* BEGIN *

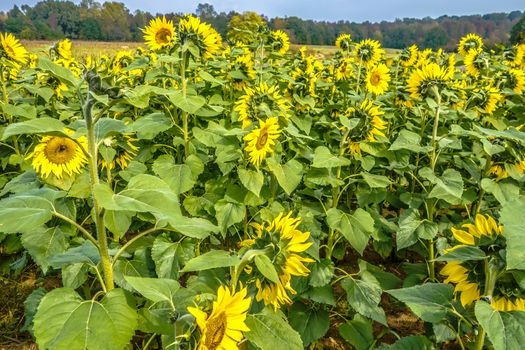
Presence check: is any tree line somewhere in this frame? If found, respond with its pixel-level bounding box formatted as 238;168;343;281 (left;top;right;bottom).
0;0;525;49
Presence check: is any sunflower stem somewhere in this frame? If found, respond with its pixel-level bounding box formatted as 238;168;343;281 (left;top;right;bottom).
84;90;115;291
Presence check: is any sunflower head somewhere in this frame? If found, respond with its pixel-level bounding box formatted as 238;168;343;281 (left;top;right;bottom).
366;63;390;96
142;16;175;50
458;33;483;56
27;129;87;179
241;212;314;309
269;30;290;55
335;34;352;51
0;33;28;64
188;286;251;350
177;15;222;59
355;39;385;67
244;117;281;166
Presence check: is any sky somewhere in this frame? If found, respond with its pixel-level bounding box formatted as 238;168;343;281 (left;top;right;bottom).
0;0;525;22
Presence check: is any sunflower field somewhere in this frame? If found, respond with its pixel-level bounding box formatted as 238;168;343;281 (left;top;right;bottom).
0;15;525;350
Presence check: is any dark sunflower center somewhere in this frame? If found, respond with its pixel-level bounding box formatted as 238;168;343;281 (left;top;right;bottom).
255;128;268;150
204;312;228;350
44;137;77;164
155;28;171;44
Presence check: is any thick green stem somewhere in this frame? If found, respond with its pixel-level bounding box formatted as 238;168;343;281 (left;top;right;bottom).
84;92;115;291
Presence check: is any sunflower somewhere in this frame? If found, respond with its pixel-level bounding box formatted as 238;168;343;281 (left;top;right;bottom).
188;286;251;350
270;30;290;55
407;63;451;99
54;39;73;60
366;63;390;95
234;83;290;129
458;33;483;56
399;45;419;67
142;16;175;50
0;33;28;64
178;15;222;59
335;34;352;51
241;212;314;310
244;117;281;166
98;135;139;170
355;39;385;67
27;129;87;179
464;50;483;78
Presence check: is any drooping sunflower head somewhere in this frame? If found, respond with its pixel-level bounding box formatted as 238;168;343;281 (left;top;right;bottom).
269;30;290;55
366;63;390;96
98;135;139;170
188;286;251;350
346;99;388;147
407;63;451;99
458;33;483;56
177;15;222;59
355;39;385;67
142;16;175;50
0;33;28;64
27;129;87;179
242;212;314;309
399;45;419;68
335;34;352;51
244;117;281;166
234;83;290;129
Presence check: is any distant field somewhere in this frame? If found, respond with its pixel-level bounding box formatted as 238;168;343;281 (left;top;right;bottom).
22;40;399;57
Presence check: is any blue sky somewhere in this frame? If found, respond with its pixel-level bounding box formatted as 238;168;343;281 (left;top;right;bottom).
0;0;525;22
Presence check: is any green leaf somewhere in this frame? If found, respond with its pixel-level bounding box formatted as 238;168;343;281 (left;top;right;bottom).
2;117;66;140
215;199;246;232
288;303;330;347
22;226;69;274
266;158;303;195
254;254;280;283
237;169;264;197
361;172;392;188
341;277;387;326
245;308;304;350
34;288;137;350
151;236;195;279
152;154;195;195
498;197;525;270
386;283;454;323
436;246;487;261
474;302;525;350
379;335;435;350
312;146;350;168
181;250;240;272
130;112;172;140
339;315;374;350
326;208;374;255
124;276;180;304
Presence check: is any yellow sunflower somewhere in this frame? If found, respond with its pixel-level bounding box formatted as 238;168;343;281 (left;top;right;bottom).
244;117;281;166
399;45;419;67
407;63;451;99
335;34;352;51
98;135;139;170
142;16;175;50
55;39;73;60
178;15;222;59
270;30;290;55
458;33;483;57
234;83;290;129
241;212;314;310
0;33;28;64
366;63;390;95
355;39;385;67
27;129;87;179
188;286;251;350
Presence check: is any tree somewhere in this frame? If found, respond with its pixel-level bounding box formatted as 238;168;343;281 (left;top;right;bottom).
510;14;525;45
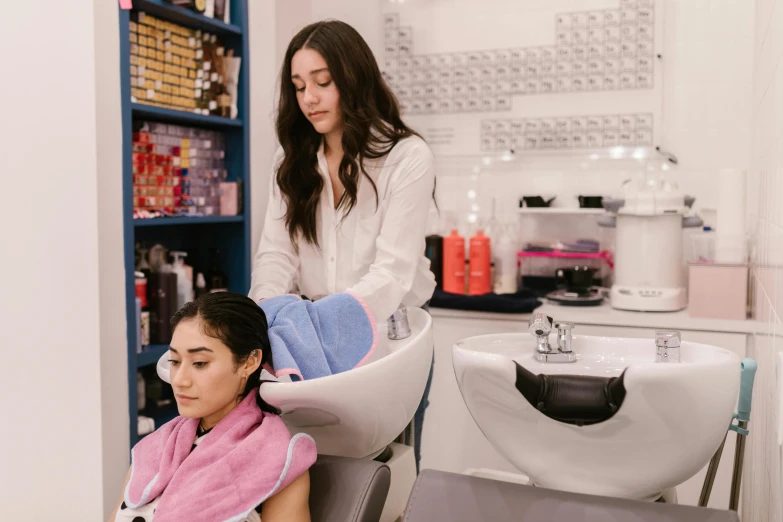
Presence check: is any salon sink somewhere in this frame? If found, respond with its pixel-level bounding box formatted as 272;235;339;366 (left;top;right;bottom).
261;308;433;458
452;334;740;500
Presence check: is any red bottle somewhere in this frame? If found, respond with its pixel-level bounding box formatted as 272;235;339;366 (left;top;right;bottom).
443;229;465;295
468;230;492;295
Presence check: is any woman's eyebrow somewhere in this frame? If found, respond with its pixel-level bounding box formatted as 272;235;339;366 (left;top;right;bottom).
291;67;329;80
169;346;212;354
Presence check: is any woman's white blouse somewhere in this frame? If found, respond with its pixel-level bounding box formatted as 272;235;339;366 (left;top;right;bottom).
250;136;435;321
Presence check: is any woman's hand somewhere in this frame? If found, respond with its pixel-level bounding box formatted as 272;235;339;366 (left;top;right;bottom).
261;471;310;522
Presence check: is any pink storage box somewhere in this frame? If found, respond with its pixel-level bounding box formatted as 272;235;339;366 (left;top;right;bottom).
220;181;239;216
688;264;748;321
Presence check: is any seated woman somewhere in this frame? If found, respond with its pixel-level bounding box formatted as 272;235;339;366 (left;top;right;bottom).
110;292;316;522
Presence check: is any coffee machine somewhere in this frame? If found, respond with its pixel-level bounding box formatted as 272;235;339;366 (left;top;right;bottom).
599;174;703;312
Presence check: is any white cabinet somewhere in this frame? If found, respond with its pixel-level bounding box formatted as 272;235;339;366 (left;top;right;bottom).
421;314;747;509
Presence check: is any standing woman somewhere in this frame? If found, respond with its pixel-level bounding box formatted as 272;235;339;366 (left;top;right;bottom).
250;21;435;468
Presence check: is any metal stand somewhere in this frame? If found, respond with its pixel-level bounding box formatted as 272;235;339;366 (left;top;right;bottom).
699;359;757;511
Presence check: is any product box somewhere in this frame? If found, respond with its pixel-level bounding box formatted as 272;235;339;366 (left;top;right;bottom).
688;263;748;321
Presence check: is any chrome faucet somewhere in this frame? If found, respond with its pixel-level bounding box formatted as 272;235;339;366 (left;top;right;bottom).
386;305;411;341
655;330;680;363
528;313;576;362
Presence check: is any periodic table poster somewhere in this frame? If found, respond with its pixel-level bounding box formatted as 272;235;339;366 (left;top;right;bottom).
379;0;664;156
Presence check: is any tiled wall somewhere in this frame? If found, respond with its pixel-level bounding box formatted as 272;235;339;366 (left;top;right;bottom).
742;0;783;522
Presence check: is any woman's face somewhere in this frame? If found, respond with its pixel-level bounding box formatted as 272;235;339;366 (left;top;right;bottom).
169;318;261;429
291;48;342;134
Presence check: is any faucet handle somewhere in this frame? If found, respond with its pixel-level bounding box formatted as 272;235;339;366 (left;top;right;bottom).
555;321;574;353
655;330;681;348
554;321;576;333
527;312;553;337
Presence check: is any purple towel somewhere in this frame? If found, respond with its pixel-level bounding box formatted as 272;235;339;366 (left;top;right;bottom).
125;389;317;522
259;292;378;381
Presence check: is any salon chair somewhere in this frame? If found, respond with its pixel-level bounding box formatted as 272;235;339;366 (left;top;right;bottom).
310;455;391;522
402;470;739;522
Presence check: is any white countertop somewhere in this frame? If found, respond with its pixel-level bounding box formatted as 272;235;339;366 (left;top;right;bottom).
430;301;763;334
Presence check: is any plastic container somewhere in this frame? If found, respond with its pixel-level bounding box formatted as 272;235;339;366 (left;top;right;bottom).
492;224;519;294
171;252;193;310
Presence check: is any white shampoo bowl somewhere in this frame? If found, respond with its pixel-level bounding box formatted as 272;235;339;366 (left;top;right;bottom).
452;334;740;500
261;308;433;458
157;308;433;458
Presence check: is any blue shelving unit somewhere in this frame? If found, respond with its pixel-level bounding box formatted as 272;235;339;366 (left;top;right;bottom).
120;0;251;447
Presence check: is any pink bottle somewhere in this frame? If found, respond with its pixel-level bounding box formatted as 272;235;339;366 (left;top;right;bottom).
443;230;465;295
468;230;492;295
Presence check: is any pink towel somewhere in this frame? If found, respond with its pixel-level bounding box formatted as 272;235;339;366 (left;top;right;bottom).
125;389;316;522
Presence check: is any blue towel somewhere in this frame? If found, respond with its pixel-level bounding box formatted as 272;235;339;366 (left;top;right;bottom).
259;292;378;381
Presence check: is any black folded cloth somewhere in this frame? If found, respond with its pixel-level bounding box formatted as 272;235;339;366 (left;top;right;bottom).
430;288;541;314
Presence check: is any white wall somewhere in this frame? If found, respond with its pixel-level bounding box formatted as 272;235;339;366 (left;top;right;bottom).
248;0;281;255
0;0;128;522
277;0;753;231
93;0;130;519
742;0;783;522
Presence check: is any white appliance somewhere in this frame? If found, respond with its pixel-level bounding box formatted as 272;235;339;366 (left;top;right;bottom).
599;173;702;312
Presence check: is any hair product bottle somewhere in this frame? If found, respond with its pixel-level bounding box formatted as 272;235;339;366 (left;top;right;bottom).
468;230;492;295
443;229;465;294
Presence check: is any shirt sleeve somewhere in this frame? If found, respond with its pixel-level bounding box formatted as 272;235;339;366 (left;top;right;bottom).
248;151;299;302
348;142;435;321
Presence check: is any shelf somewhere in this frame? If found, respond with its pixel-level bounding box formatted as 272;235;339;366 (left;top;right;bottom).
133;0;242;35
133;216;245;227
134;344;169;368
519;207;606;214
131;103;242;129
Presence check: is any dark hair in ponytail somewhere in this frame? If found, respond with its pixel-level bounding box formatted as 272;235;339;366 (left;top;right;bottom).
171;292;280;415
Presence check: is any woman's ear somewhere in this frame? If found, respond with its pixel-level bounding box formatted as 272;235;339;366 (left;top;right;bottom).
244;349;262;377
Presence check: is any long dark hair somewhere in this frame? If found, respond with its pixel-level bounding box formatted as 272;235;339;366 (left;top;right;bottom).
171;292;280;414
277;20;419;248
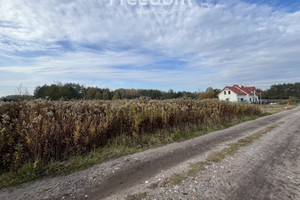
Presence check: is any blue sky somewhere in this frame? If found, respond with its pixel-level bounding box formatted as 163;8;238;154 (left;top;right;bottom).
0;0;300;96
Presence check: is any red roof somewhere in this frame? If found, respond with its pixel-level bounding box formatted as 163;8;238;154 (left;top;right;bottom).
218;85;258;95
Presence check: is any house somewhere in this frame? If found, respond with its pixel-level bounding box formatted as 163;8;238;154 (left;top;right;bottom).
218;85;259;103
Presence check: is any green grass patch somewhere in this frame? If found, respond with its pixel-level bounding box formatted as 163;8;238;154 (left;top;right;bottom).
161;174;187;187
188;161;210;176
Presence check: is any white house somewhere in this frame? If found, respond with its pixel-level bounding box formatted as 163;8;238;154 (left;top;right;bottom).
218;85;259;103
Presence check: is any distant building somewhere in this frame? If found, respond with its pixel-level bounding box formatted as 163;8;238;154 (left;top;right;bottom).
218;85;259;103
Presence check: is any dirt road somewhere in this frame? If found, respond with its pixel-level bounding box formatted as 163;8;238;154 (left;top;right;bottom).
0;107;300;200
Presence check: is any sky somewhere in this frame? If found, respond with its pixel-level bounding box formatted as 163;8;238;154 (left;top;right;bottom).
0;0;300;96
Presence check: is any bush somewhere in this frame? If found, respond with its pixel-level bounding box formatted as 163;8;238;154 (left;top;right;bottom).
0;98;260;172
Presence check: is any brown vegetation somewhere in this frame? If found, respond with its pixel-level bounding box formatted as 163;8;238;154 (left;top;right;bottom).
0;99;260;172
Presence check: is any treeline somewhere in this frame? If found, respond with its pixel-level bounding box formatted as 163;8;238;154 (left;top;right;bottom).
34;83;198;100
263;83;300;99
34;83;219;100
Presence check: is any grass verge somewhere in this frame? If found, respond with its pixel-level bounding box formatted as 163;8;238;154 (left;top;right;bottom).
126;192;147;200
0;112;286;188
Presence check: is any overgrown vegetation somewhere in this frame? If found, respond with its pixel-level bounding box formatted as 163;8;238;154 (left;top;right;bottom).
0;99;260;185
263;83;300;100
34;83;204;100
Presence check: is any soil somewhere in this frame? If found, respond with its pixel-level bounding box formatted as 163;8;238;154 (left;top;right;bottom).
0;107;300;200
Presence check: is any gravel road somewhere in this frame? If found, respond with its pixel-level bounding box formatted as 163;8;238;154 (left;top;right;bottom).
0;107;300;200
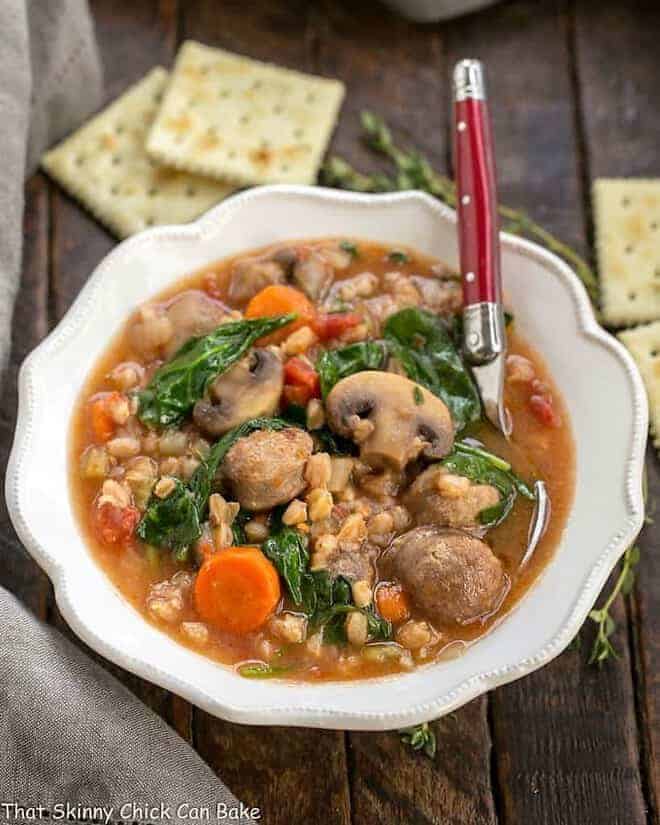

* END *

Request
Put into a numbered list the lines of the data starting at the one containing "Presence check: is any coffee" and ending at the one containing "527;312;553;337", with blank lines left out.

Answer for the task
1. Presence check: is any coffee machine somewhere in this frame? If found, respond with its pixel-level bounding box formatted as 272;235;339;366 (left;top;right;bottom).
2. 599;174;703;312
3. Presence check: is any white cabinet somewhere in this frame? If found, respond with its pixel-level bounding box formatted as 272;235;339;366 (left;top;right;bottom).
4. 421;314;747;509
5. Presence check: is any standing woman somewhere in this frame? If found, respond with its pixel-level bounding box formatted as 272;235;339;366 (left;top;right;bottom).
6. 250;21;435;468
7. Presence check: is any metal stand somewhere in this frame? If found, respond with its pixel-level bounding box formatted as 272;235;339;366 (left;top;right;bottom).
8. 699;359;757;511
9. Presence check: is any product box somewhere in this frame? If found, respond with its pixel-level bounding box formatted as 272;235;339;366 (left;top;right;bottom).
10. 688;263;748;321
11. Presence check: is any chrome faucet somewhere in this frame? If found, respond with its pixel-level bounding box formatted as 272;235;339;366 (left;top;right;bottom).
12. 386;305;411;341
13. 655;330;680;363
14. 528;313;576;362
15. Presence check: is any periodic table poster somewhere in this frame? If found, respond with its pixel-level bounding box formatted as 272;235;339;366 (left;top;right;bottom).
16. 379;0;664;156
17. Presence check: is any tiled wall somewhere in this frame? If found, respond with its pixel-level bounding box formatted as 272;235;339;366 (left;top;right;bottom).
18. 742;0;783;522
19. Presence check: is any woman's face somewhere in this frame? If found, respond with its pixel-level bounding box formatted as 272;235;339;366 (left;top;right;bottom).
20. 169;318;261;429
21. 291;48;342;134
22. Presence check: is any faucet handle somewhere in this frame? If found, respond with its pixel-level bounding box formatted as 272;235;339;366 (left;top;right;bottom).
23. 555;321;574;353
24. 655;330;681;348
25. 554;321;576;333
26. 527;312;553;337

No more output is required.